Do this
Switch "deepest inside" to "most central within" everywhere in the rows below, and repeat the rows with nothing else changed.

★ ★ ★

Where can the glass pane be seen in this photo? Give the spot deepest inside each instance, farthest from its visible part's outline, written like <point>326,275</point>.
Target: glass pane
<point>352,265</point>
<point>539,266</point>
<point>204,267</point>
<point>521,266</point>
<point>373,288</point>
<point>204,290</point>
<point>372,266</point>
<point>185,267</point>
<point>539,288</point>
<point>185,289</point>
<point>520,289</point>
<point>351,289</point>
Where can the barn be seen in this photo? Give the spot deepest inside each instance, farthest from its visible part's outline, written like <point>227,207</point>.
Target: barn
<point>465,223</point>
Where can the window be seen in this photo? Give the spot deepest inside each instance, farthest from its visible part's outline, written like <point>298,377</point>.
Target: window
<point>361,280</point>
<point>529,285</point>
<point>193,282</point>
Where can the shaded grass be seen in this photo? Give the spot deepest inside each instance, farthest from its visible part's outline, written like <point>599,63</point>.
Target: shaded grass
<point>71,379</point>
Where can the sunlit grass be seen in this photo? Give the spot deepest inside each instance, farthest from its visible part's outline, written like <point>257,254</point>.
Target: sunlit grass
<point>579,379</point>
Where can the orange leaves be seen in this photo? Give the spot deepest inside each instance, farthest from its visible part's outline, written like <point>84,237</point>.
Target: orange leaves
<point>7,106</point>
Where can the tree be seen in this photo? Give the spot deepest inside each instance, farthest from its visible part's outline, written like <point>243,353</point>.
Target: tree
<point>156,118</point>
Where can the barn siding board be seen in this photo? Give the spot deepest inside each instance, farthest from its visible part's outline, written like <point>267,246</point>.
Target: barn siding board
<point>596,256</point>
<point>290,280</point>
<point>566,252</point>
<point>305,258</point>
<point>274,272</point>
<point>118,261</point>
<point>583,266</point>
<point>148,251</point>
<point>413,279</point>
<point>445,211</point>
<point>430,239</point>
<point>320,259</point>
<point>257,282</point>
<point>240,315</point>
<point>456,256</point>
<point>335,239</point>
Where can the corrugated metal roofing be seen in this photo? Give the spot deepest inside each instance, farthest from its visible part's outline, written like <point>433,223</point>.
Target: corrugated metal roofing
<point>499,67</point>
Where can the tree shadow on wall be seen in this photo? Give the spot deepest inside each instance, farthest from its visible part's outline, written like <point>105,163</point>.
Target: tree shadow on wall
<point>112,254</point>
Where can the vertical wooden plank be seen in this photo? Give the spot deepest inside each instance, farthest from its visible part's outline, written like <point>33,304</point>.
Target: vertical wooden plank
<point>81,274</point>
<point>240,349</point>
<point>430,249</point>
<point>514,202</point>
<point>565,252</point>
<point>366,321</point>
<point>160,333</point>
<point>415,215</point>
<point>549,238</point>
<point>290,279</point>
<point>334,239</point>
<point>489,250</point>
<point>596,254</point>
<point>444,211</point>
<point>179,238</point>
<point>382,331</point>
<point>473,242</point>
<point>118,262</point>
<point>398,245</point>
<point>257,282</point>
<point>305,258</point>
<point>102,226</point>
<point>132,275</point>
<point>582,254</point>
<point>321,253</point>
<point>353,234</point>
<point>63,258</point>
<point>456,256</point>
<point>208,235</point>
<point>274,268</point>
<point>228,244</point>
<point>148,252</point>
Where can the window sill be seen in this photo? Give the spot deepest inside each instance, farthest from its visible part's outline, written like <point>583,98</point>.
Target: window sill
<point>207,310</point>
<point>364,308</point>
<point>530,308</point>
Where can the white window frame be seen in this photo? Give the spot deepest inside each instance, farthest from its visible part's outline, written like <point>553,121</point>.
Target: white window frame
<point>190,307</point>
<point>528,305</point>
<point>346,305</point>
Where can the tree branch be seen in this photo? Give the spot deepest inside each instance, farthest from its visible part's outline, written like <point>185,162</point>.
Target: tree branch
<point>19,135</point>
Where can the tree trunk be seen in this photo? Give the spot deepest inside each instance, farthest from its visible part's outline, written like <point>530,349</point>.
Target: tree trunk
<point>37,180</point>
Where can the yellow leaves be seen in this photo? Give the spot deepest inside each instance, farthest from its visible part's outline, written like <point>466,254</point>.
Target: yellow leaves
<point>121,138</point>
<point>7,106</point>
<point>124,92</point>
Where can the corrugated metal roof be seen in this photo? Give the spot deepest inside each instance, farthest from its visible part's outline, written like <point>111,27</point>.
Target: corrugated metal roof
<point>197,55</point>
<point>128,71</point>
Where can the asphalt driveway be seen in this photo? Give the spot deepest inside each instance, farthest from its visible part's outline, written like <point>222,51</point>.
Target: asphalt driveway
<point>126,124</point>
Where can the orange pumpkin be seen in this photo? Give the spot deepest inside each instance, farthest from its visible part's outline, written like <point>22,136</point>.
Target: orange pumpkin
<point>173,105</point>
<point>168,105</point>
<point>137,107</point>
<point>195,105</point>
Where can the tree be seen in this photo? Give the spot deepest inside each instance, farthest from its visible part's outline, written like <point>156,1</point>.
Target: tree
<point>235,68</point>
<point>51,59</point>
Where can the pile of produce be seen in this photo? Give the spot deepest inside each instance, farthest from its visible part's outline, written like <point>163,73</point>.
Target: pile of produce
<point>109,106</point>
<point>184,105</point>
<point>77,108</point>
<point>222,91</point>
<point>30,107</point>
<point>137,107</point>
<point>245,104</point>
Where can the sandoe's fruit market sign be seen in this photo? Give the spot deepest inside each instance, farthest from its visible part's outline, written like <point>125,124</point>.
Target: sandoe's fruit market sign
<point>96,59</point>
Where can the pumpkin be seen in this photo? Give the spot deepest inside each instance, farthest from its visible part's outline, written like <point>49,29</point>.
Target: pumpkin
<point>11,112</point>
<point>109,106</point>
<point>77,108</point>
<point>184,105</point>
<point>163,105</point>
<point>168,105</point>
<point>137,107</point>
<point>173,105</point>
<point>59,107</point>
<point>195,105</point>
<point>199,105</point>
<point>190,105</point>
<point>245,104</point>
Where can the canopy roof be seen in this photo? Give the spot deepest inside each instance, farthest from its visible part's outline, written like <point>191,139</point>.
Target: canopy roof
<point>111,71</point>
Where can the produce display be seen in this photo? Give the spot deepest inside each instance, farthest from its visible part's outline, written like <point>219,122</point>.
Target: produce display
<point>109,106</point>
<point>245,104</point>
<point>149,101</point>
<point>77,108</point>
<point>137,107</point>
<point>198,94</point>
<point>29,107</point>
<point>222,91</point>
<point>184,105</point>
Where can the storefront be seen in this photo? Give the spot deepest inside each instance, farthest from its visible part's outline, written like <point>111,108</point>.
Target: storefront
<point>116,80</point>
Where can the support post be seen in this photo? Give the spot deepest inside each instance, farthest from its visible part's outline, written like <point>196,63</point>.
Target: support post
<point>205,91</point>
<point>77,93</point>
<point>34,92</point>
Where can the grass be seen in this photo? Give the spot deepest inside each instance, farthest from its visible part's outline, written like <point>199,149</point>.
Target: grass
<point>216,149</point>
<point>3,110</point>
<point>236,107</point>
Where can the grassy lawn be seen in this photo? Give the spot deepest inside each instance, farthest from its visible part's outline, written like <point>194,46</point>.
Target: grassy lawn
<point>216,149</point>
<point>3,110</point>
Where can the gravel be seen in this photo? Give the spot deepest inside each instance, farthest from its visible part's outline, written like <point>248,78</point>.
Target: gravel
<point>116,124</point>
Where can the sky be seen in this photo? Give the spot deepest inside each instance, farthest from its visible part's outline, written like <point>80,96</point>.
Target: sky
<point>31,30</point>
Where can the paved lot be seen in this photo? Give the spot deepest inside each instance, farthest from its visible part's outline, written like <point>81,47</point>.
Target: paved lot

★ ★ ★

Task response
Where can the glass pane be seen in this photo? Give the spot most central within each instance, farthest from its visible part's outline, written like <point>326,275</point>.
Target: glass pane
<point>352,265</point>
<point>539,266</point>
<point>204,267</point>
<point>521,266</point>
<point>373,288</point>
<point>204,290</point>
<point>372,266</point>
<point>185,267</point>
<point>539,288</point>
<point>185,289</point>
<point>520,289</point>
<point>351,289</point>
Where can the barn be seen in this photo? Give the spot most central within each instance, farthest from its visible part's outline, written like <point>227,207</point>.
Target: barn
<point>465,223</point>
Where can the window be seen in this photo? Give the spot most central within each instance, farthest from its visible part's outline, written like <point>298,377</point>.
Target: window
<point>361,280</point>
<point>529,285</point>
<point>193,282</point>
Where can the shaded grass be seen in this photo? Give the spot most central within each instance, farthest from its visible part's outline, written like <point>599,63</point>.
Target: shaded grass
<point>71,379</point>
Where can the sunlit grass be seen in this photo? Give the spot most central within each instance, farthest from its visible part's outline, written like <point>257,254</point>.
Target: sunlit grass
<point>579,379</point>
Where can the orange leaves be seen in this photo? Give the spot most central within each instance, farthest from its visible part's outline, written like <point>84,237</point>.
Target: orange leaves
<point>7,106</point>
Where can the tree be seen in this photo? Give the spot most central within each instance, farthest from its visible part's outline, written like <point>243,353</point>.
Target: tree
<point>156,118</point>
Where can the barn siding board be seen in this photo? Give the spot most central within each instance, farthest from its visible part's outline, written like <point>267,246</point>.
Target: barn siding board
<point>596,256</point>
<point>290,280</point>
<point>566,252</point>
<point>305,258</point>
<point>274,272</point>
<point>118,261</point>
<point>583,266</point>
<point>148,251</point>
<point>413,279</point>
<point>445,211</point>
<point>430,239</point>
<point>320,259</point>
<point>257,282</point>
<point>240,315</point>
<point>456,256</point>
<point>335,239</point>
Where can the corrugated metal roofing be seen in this photo? Give the spot most central within each instance, farthest from its visible part's outline, written like <point>433,223</point>.
Target: corrugated metal roofing
<point>499,67</point>
Where can the tree shadow on wall be seen in this photo? Give the spot most central within each instance, farthest from its visible part's outline, written like <point>105,163</point>.
Target: tree shadow on wall
<point>112,254</point>
Where can the vertical wooden plank be seen in this photo? Give the spot most central within each instance, farthest from its visible part's outline, written like <point>33,304</point>.
Target: vertical wooden plank
<point>81,274</point>
<point>240,349</point>
<point>430,249</point>
<point>514,202</point>
<point>565,252</point>
<point>366,321</point>
<point>160,333</point>
<point>415,215</point>
<point>549,238</point>
<point>290,279</point>
<point>334,239</point>
<point>489,250</point>
<point>596,254</point>
<point>444,211</point>
<point>179,238</point>
<point>382,331</point>
<point>473,242</point>
<point>118,262</point>
<point>398,245</point>
<point>257,282</point>
<point>305,258</point>
<point>102,226</point>
<point>132,275</point>
<point>582,254</point>
<point>321,253</point>
<point>353,234</point>
<point>63,258</point>
<point>456,256</point>
<point>208,235</point>
<point>274,268</point>
<point>228,244</point>
<point>148,252</point>
Where can the window sill be seen in this photo? Give the spot most central within each instance, farthest from its visible part's outline, written like <point>583,98</point>.
Target: window sill
<point>207,310</point>
<point>364,308</point>
<point>530,308</point>
Where can the white window frame be seen in this photo? Give the spot most central within each instance, farthest from its visible part's outline, written like <point>553,121</point>.
Target: white window frame
<point>190,307</point>
<point>528,305</point>
<point>346,305</point>
Where can the tree branch be seen in this photo? Give the spot most central within each instance, farthest from its visible part's outline, written like <point>185,162</point>.
Target: tree branch
<point>19,135</point>
Where can the tree trunk be seen in this photo? Give the spot most central within each instance, farthest from its visible part's outline, written like <point>530,349</point>.
Target: tree trunk
<point>37,180</point>
Where can the yellow leaves be seen in this photo? Give the spot most central within each instance, farthest from its visible part's outline, written like <point>466,254</point>.
Target: yellow leaves
<point>121,138</point>
<point>7,106</point>
<point>124,92</point>
Where can the corrugated metal roof be seen in this photo? Give the spot most central within each instance, farthest from its visible part's outline, written like <point>111,27</point>.
Target: corrugated metal roof
<point>197,55</point>
<point>128,71</point>
Where can the asphalt driveway be seen in this photo? Give the spot most central within each instance, farthest from its visible part's outline, written like <point>222,51</point>.
Target: asphalt driveway
<point>126,124</point>
Where can the orange pumpkin be seen in this photo? Give the spot most central within each instance, farthest from its visible part's outline, written like <point>22,136</point>.
Target: orange pumpkin
<point>173,105</point>
<point>168,105</point>
<point>137,107</point>
<point>195,105</point>
Where can the tree be seen in this photo? Give the spot most central within each instance, farthest from its visible part's outline, written like <point>156,1</point>.
Target: tree
<point>235,68</point>
<point>51,59</point>
Where can the pile of produce be seen in this photo? Give the spot most central within each instance, farthest from its visible part's outline, written like <point>163,73</point>.
Target: pile of produce
<point>109,106</point>
<point>184,105</point>
<point>77,108</point>
<point>222,91</point>
<point>30,107</point>
<point>137,107</point>
<point>245,104</point>
Where can the sandoe's fruit market sign be seen in this photo? Give the spot most central within each instance, farthest from its visible part's outline, written like <point>125,124</point>.
Target: sandoe's fruit market sign
<point>96,59</point>
Where can the pumpkin be seen in this photo? Give the spot most central within each instance, farthest from its visible part's outline, written like <point>49,29</point>.
Target: pumpkin
<point>11,112</point>
<point>109,106</point>
<point>77,108</point>
<point>184,105</point>
<point>163,105</point>
<point>168,105</point>
<point>137,107</point>
<point>173,105</point>
<point>59,107</point>
<point>195,105</point>
<point>199,105</point>
<point>190,105</point>
<point>245,104</point>
Where can the canopy roof be seen in this photo? Give the spot most central within each instance, farthest from its visible part's outline, written like <point>191,139</point>.
Target: canopy roof
<point>111,71</point>
Where can the produce display be seen in this photo? Give the spot most central within each instance, farthest from its visible part's outline, written like <point>219,122</point>.
Target: produce display
<point>109,106</point>
<point>245,104</point>
<point>149,101</point>
<point>77,108</point>
<point>137,107</point>
<point>198,94</point>
<point>29,107</point>
<point>222,91</point>
<point>184,105</point>
Where can the storefront be seen in this photo? Give the spot most central within each instance, farthest from its visible part's outline, written like <point>111,108</point>.
Target: storefront
<point>116,80</point>
Where can the support post be seen in this photo? Give the spot most central within each instance, farthest from its visible part's outline, written like <point>196,63</point>.
Target: support post
<point>205,91</point>
<point>77,93</point>
<point>34,92</point>
Where can the grass be seen in this photo? Give the spot most central within each instance, farthest from its visible part's outline, written like <point>199,149</point>.
Target: grass
<point>216,149</point>
<point>3,110</point>
<point>236,107</point>
Where can the grassy lawn be seen in this photo? Give the spot most central within each instance, farthest from its visible part's outline, written like <point>194,46</point>.
Target: grassy lawn
<point>216,149</point>
<point>3,110</point>
Where can the gravel be seen in this photo? Give the spot most central within each instance, farthest from its visible part's outline, written like <point>248,78</point>.
Target: gravel
<point>116,124</point>
Where can the sky be seen in this photo? Give the spot most central within each instance, farthest from its visible part's outline, written like <point>80,96</point>.
Target: sky
<point>31,30</point>
Where can the paved lot be seen in this photo? Give the spot most central within each instance, farthest from its visible part's outline, written like <point>81,47</point>.
Target: paved lot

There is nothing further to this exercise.